• Assignment
Search the entries below for "bare". Report each line where it occurs.
START Dataset extract
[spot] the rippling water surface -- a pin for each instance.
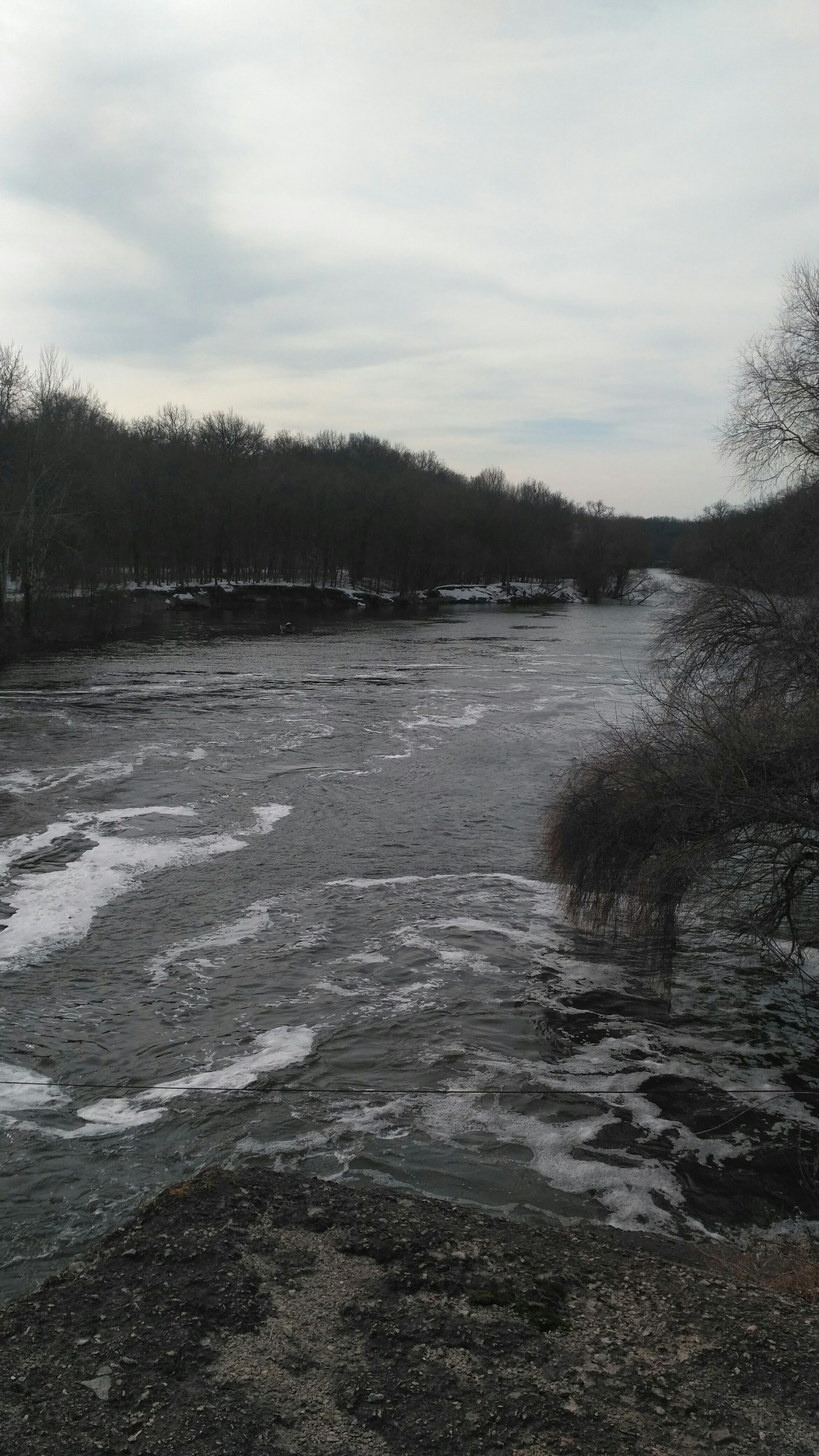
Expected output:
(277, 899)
END Dataset extract
START Dataset extract
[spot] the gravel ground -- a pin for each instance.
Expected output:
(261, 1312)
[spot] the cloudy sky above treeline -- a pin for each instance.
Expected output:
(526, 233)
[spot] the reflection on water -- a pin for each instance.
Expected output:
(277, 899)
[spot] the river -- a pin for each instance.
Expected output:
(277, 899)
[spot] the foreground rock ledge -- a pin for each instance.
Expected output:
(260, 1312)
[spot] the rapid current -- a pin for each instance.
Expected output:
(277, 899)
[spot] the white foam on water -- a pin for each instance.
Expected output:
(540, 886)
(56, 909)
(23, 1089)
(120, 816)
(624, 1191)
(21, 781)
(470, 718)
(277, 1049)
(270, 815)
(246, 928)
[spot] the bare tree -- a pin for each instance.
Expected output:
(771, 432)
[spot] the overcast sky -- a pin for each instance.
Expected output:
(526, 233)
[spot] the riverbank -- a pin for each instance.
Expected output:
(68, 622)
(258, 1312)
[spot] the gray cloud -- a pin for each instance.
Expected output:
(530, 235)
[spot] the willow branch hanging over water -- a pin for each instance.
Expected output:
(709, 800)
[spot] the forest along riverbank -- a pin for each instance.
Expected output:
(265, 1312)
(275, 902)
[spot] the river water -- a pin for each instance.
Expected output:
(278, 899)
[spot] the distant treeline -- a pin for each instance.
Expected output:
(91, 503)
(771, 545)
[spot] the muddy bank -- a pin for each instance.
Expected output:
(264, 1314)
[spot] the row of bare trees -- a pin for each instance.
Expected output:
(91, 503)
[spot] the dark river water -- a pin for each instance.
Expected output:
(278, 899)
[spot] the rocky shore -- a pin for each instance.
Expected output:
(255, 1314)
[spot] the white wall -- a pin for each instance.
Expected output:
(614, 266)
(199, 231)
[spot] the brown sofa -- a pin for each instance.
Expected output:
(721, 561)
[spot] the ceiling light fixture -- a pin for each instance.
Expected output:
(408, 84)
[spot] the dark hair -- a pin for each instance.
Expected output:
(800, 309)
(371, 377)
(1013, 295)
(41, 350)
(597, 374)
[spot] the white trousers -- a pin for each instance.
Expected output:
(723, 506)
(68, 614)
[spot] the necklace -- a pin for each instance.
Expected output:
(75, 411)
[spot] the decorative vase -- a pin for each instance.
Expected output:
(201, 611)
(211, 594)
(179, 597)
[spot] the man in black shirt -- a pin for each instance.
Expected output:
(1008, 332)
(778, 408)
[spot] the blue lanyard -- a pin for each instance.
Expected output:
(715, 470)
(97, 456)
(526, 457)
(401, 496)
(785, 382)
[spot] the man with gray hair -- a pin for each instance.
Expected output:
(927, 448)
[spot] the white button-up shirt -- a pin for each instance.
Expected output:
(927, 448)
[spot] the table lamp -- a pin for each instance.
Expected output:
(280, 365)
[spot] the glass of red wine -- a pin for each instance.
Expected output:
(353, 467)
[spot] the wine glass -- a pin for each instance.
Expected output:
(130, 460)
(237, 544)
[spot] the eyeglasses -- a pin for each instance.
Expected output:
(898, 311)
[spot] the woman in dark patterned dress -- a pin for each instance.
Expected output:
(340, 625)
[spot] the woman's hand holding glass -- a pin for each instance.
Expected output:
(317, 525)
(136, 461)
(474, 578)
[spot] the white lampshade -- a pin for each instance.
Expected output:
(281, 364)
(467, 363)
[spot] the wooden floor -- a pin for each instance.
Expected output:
END Dataset extract
• Result of the exercise
[spot] the bare tree -- a pin for each instance.
[spot] the row of bare trees -- a pin for each instance.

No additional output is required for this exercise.